A new Artificial Intelligence (AI) model predicts breast cancer in mammography scans more accurately than radiologists, reducing false positives and false negatives, reports a large international study from Google, Northwestern Medicine and two screening centers in the United Kingdom (U.K.).
“This is a huge advance in the potential for early cancer detection,” said Northwestern study co-author Dr. Mozziyar Etemadi. “Breast cancer is one of the highest causes of cancer mortality in women. Finding cancer earlier means it can be smaller and easier to treat. We hope this will ultimately save a lot of lives.”
Etemadi is a research assistant professor of anesthesiology at Northwestern University Feinberg School of Medicine and of biomedical engineering at the McCormick School of Engineering. He also is a Northwestern Medicine physician and a member of the Robert H. Lurie Comprehensive Cancer Center of Northwestern University.
Breast cancer is the most common type of cancer in women globally, occurring in about one in eight women.

----------

> **Problem set**:
(A) From the article on AI breast cancer detection, list every Northwestern school, center, or organization where Dr. Mozziyar Etemadi holds a role or membership.
(B) Summarize the article on AI breast cancer detection in two sentences.
(C) According to the article on AI breast cancer detection, how often does breast cancer occur in women?

----------

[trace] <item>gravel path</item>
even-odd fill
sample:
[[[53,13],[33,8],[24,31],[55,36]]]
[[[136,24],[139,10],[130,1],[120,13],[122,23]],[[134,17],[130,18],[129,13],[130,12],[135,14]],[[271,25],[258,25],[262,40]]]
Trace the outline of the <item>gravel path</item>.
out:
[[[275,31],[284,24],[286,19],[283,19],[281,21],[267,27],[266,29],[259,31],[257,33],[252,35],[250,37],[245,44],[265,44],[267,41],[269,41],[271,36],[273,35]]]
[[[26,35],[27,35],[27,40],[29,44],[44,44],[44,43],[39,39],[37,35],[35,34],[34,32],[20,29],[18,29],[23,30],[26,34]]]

----------

> **Results of the exercise**:
(A) Northwestern University Feinberg School of Medicine, McCormick School of Engineering, Northwestern Medicine, and the Robert H. Lurie Comprehensive Cancer Center of Northwestern University.

(B) A large international study from Google, Northwestern Medicine and two U.K. screening centers reports that a new AI model predicts breast cancer in mammography scans more accurately than radiologists, with fewer false positives and false negatives. Study co-author Dr. Mozziyar Etemadi called it a huge advance for early detection of breast cancer, which is the most common cancer in women globally and affects about one in eight women.

(C) In about one in eight women.